#### Exercise prompt
Your task is to reproduce exactly the lines from the line with "Provide the location of every instance of the sofa" through the end of the records below.

------------------------

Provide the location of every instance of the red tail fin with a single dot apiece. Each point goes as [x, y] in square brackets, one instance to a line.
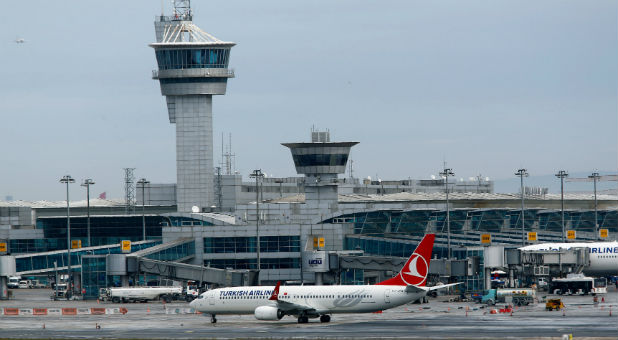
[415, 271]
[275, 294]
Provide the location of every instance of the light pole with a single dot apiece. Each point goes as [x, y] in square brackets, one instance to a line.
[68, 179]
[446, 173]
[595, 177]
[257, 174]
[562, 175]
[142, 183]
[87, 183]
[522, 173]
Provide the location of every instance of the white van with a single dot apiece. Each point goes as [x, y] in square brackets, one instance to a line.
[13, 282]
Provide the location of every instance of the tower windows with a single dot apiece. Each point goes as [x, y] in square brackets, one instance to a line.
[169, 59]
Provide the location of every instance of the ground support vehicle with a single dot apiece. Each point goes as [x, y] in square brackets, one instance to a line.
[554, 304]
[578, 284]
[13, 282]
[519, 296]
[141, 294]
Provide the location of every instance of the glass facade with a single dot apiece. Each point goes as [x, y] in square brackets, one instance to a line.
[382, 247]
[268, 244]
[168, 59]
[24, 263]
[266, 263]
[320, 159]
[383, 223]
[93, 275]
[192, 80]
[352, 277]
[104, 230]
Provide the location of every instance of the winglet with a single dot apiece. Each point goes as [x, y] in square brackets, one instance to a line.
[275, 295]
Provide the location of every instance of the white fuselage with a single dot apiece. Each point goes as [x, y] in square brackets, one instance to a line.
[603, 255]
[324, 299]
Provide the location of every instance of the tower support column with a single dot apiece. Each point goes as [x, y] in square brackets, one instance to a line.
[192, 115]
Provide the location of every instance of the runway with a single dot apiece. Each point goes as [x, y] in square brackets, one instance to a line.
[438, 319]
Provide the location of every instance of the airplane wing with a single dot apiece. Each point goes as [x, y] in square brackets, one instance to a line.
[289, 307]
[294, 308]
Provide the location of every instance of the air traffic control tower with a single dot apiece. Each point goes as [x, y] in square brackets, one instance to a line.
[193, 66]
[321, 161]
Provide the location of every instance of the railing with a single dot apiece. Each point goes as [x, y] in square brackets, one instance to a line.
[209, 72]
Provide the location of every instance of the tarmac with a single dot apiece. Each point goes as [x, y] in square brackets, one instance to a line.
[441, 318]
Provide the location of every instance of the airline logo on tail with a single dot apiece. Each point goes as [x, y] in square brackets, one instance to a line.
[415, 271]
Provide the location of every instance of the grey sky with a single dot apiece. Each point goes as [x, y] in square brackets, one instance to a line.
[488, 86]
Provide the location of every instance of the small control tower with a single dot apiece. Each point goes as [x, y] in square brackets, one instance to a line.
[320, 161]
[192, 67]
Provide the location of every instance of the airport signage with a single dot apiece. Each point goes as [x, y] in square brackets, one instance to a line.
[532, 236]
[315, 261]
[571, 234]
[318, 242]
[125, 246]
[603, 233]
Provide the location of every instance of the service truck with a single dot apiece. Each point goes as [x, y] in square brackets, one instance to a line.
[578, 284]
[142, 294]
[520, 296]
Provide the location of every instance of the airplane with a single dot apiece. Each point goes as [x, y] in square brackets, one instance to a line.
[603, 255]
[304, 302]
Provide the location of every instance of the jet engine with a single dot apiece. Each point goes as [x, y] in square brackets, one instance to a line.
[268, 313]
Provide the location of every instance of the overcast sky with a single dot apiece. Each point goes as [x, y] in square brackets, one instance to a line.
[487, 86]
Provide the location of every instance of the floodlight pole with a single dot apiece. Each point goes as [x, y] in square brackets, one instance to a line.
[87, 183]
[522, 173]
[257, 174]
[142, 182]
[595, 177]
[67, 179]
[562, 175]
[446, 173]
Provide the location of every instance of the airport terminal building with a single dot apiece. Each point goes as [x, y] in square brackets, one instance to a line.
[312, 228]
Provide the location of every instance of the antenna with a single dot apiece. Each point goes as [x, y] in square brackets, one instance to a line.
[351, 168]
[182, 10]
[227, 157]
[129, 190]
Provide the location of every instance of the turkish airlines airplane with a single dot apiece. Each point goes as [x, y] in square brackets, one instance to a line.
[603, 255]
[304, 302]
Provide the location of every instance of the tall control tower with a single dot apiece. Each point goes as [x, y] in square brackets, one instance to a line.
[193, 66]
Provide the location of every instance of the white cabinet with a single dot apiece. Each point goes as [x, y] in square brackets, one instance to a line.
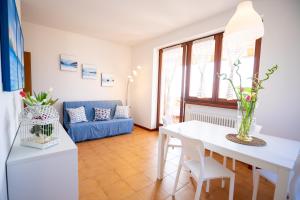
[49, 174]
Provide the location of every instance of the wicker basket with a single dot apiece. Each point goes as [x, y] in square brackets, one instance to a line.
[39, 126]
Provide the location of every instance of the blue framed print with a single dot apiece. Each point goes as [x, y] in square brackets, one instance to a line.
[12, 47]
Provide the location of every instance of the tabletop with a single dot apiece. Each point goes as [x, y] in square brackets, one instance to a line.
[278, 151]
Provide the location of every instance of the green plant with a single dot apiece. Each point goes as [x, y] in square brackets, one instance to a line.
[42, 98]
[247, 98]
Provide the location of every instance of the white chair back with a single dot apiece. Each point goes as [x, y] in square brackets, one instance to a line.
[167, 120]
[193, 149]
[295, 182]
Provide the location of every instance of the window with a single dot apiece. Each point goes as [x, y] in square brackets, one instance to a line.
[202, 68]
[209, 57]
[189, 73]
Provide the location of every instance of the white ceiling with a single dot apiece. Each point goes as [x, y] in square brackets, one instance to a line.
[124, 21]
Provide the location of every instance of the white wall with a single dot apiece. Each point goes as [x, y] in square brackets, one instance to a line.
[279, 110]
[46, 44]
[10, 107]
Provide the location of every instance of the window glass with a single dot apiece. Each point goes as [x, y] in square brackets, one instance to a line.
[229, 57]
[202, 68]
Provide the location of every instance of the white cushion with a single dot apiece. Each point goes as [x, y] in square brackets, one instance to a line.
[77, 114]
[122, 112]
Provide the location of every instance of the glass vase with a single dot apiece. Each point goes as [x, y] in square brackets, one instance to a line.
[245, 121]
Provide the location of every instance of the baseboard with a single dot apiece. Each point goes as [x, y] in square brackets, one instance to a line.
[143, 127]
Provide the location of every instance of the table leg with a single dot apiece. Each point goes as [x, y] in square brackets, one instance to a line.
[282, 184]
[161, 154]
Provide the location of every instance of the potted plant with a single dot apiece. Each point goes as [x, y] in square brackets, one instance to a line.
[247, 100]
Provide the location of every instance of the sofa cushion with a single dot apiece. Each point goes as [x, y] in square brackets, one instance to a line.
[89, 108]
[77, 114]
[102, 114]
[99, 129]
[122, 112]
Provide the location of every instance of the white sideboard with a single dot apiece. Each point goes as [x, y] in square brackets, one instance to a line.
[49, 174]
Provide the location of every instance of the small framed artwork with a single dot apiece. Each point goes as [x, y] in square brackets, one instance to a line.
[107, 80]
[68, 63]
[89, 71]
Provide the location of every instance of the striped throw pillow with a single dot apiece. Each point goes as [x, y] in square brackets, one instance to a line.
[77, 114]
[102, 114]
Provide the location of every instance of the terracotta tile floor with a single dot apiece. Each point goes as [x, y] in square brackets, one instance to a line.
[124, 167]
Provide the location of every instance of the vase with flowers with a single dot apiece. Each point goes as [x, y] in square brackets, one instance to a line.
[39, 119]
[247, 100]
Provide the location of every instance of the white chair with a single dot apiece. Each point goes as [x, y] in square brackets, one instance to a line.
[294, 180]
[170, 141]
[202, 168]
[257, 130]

------------------------

#### Response below
Provide the location of every instance of the sofa cushion with a single dot apiece. Each point goes as [x, y] in square brackets, one instance to a line.
[89, 108]
[77, 114]
[102, 114]
[99, 129]
[122, 112]
Provide the location of every instance of the white sideboard with a single dot apiece. Each point goes as [x, y] in square brackets, one instance to a line.
[49, 174]
Provide the location of every instance of the small framed artwork with a single dot apiece. Each point goes as [x, y] in square brackets, one instance to a line.
[107, 80]
[68, 63]
[89, 71]
Provide the location of every instance of the striped throw pillow with a single dot apiece. Each point goes as [x, y] in square brackets, one instance to a line.
[77, 114]
[102, 114]
Provide the location of every instance of the terracotta tile floor with a single dot apiece. Each point goes as [x, y] in square brackets, one instance to a line.
[124, 167]
Provide the location of every instance of the vase with flowers with a single dot apiece. Each point goes as [x, y] in square brackets, one instance to a line.
[39, 119]
[247, 100]
Provide the location of every instance of the white chair with a single dot apiece. Each point goes as [x, y] in square brackets, one instance to a line.
[294, 180]
[170, 141]
[202, 168]
[257, 130]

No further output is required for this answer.